─── 提供された抜粋 ───

本格的なリモートワークになって10日程経つだろうか。最初は、zoomでの打ち合わせも、家での作業もなかなか快適だった。しかし10日近く、家族以外との接触がない状態が続くと、ストレスが溜まっていく。これが一人暮らしだったら、尚ツライものがあるだろう。
このストレスの原因は、特に家での作業が多いからだとか、運動不足だからというのが原因ではない。犬の散歩もしているし、ストレッチや筋トレもしている。また誰かと会わないこともそこまで大きなストレスの原因ではないだろう。
おそらく「何かが欠けている状態」、「もしくは何かを我慢している状態」というのがキツイのだ。これがリアルな打ち合わせだったら、これがリアルでのコミュニケーションだったら、という「理想」と「現実」のギャップが堪らないのだと思う。もう数え切れないほど聞いた「コロナが落ち着いたら、〇〇しましょう」という言葉。残念ながらこれが「いつ落ち着くか」は誰もわからない。「あるべき姿」がとても不安定であるがゆえに、ひとつひとつに気が滅入っていくのだろう。
世間では、力を合わせてこの難局を乗り越えようと、多くのミュージシャンがSNSを利用して様々な取り組みを行なっている。これはこれでとても素晴らしいものだ。アーティストの生の声を聞くことができるし、出血大サービスのように過去のライブ映像を配信してくれるミュージシャンもいる。しかしこのような様々なモノを聞いたり、見たりしても、なかなかこのなんとも言えないストレスをぶち壊すことは難しい。
密閉したライブハウスで、密集したオーディエンスに、ステージで密接に立つメンバー4人がただだ攻撃的に演奏する。そんな日本ロック史上最高にカッコ良いバンドが20年程前にいた。その名はミッシェルガンエレファントというバンドである。

─── 提供された行 ───

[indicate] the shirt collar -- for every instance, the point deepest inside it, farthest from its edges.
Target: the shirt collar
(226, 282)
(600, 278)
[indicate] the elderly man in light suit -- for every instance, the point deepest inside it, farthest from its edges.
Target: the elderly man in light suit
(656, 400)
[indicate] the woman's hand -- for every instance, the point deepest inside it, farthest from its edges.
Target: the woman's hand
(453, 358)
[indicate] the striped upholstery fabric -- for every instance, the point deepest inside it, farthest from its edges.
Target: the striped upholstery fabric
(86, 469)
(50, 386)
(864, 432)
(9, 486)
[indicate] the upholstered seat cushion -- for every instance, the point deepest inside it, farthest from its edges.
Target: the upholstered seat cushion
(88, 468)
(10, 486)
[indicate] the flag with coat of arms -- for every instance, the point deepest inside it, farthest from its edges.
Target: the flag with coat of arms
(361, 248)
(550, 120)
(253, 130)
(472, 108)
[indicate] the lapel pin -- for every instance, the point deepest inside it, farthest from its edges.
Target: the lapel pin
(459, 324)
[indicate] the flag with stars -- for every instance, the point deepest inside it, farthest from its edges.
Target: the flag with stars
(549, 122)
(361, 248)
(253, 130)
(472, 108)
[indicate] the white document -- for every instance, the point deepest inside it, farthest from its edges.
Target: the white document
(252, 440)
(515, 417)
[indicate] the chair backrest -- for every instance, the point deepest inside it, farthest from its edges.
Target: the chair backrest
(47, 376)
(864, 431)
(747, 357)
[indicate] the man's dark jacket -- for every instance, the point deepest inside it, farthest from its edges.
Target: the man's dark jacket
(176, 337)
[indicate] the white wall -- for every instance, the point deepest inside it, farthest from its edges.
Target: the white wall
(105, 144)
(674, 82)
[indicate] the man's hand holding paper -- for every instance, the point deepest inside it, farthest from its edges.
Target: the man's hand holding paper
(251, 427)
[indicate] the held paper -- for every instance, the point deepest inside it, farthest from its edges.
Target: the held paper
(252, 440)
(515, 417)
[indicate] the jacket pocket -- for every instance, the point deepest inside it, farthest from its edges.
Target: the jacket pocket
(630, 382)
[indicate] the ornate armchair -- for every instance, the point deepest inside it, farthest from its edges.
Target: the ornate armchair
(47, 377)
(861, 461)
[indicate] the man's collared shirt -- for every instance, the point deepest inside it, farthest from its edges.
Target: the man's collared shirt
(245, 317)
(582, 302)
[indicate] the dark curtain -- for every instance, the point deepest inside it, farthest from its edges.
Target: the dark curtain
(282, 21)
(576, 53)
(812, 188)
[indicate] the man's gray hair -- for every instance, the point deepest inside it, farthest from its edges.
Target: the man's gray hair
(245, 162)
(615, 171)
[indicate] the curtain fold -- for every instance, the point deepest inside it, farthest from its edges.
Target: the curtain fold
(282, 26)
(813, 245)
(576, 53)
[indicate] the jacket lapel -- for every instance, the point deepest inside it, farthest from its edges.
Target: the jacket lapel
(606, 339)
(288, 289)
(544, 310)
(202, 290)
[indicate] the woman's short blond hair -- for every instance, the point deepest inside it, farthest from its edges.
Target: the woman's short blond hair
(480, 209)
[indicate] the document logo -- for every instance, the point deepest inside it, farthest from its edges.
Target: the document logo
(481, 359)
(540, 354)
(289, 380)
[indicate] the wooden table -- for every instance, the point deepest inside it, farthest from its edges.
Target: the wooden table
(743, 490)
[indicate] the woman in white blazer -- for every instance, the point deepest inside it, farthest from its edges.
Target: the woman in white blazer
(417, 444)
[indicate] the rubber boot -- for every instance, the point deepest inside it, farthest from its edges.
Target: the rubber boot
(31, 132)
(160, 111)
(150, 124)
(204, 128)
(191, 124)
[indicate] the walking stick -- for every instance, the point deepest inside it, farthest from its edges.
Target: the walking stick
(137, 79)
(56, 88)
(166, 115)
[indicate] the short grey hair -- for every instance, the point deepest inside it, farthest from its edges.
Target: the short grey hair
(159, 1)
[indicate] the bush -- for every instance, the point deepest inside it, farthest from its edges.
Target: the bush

───

指示 => リモートワークのストレスとミッシェルガンエレファントを語る文章の続きを、最後の一文の後から書いてもらえますか？

解答 =>
ロック好きなら知らない人はいないだろうが、今の20代のかたになると、知らない人は多いかもしれない。
個人的には、後にも先にもこんなロックバンドはいないだろう。モッズスーツのスタイリッシュさとパブロックを基調としたパンクサウンド。そして唯一無二の高速カッティングギター。一度聞いたら忘れないしゃがれたボーカルの声。
彼らのサウンドはまさに「理想」と「現実」のギャップを「音」で表現したものだ。ザラついた、ただ攻撃的なロックミュージックでありながら、それが享楽的では決してなく、やたら覚醒的であるのは、このなんともいえないギャップを彼らが直視しているからだ。
先日、家で酒を飲んでいた時に、ふと彼らの音楽を聴きたくなった。家でヘッドフォンを装着し、爆音で彼らの音楽を聴くと、えもいわれぬ快感が襲ってきた。まさにこの2020年の自宅で籠もっている我々にとっての「今」の音楽である。
外に出る、花見をする、飲み会をする、チャレンジングな仕事をガンガンすると願う「あるべき姿」と、家で感染者数の報道を見て、どんよりとした気持ちになり、一人で作業を行い、リモートで打ち合わせする「現実」のギャップをぶち壊す音楽。それは甘い言葉でもなく、ソウルフルなサウンドでもない。それは攻撃的でストレスすらも感じさせないほどのスピード感のあるミッシェルガンエレファントのロックンロールだ。
家にいるあいだ、ストレスが溜まっているあいだ、ミッシェルを聞こう。たまにはひたすら毒づきながら家で暴れよう。現実を直視し続けて疲れることが続いた時には、甘い音楽は必要ない。必要なのは、ザラついたギターサウンドである。
今回はそんな彼らのアルバムを紹介したい。
1. cult grass stars
記念すべきファーストアルバム。デビュー曲でありながら、彼らのキャリアを代表する「世界の終わり」が収録されている。とにかく演奏力の高さに目を見張るものがあるが、それよりもなによりもメロディの良さに惹きつけられる。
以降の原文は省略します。